▶ [PROBLEM] Print the records below exactly as they appear. Omit all pictures.

▶ [INFORMATION SUPPLIED]
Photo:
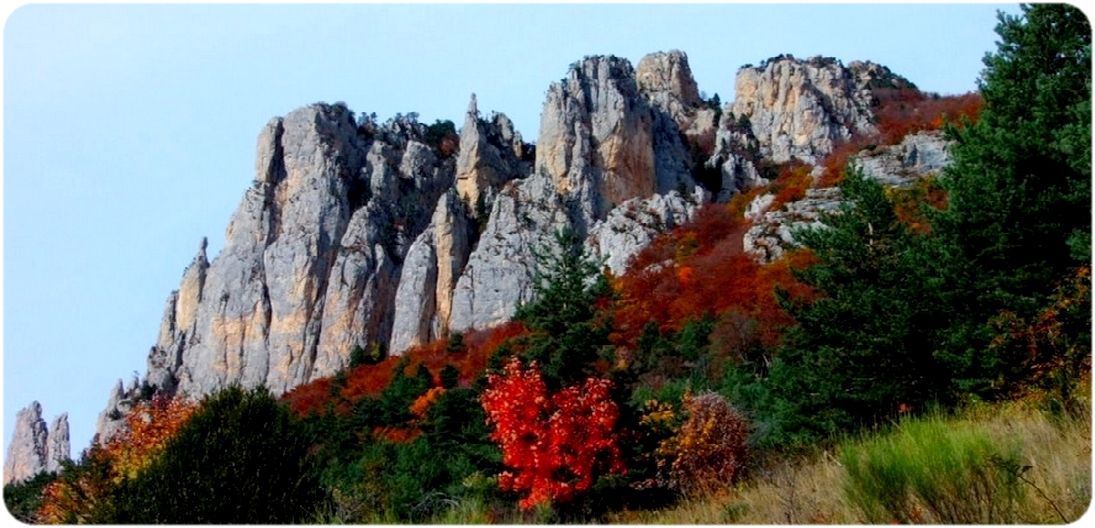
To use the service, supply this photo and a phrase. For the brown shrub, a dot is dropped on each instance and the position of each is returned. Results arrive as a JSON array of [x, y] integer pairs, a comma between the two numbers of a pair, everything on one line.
[[710, 449]]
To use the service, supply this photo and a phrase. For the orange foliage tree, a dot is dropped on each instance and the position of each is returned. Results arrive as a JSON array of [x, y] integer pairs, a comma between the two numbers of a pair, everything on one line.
[[77, 494], [556, 445]]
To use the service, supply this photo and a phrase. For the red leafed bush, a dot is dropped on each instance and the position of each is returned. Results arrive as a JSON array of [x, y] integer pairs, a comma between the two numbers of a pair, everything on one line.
[[370, 380], [556, 445], [76, 496]]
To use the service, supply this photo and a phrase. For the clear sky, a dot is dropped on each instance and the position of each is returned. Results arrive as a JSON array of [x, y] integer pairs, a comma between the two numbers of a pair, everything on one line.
[[129, 130]]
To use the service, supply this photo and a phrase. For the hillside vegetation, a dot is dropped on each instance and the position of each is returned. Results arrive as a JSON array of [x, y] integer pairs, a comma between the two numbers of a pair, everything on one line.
[[922, 358]]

▶ [SOLUTION BELOW]
Photo:
To use the service, supply this photo and a phrase. For the brown shrub, a dot is dropped on each instance and the position of each is returned. Results arrive as a JSON array of [x, y] integer pairs, a comma between the two numbers of a pair, everything on one line.
[[710, 449]]
To use the service, supply this photo and a phrase. For the orange foliage tree, a dot is dropped on each instance and the position of each is returned. Results arrive as a JSON array of [x, y] integer pairs, a comma between the two numbers of a pair, everything on one line.
[[77, 494], [556, 445]]
To use the service, supply this photo and a phrase. For the red leafed bush, a dot is dropped on each instance and the position of each is returned. Results arrive as a JSON array of [x, y] integer pairs, a comma between the two numbers of a pair, everything on one line.
[[370, 380], [556, 445], [76, 496]]
To use the service, supply this photo and a phrase. For the clear sky, a dot is dropped on each instance and the position of each is returned. Results arrive as a JSON array of [x, y] integer pairs, a comma between the two numbers of a pair, everything on one line.
[[129, 130]]
To use the service, supply this photo and a phrase. For the hillside vegetation, a dot is dropped on each instance and the position of each is returned. Results arrive as a JSON array of [x, y] integer pairs, a comma between the two numbers of a pair, everything on one line.
[[922, 358]]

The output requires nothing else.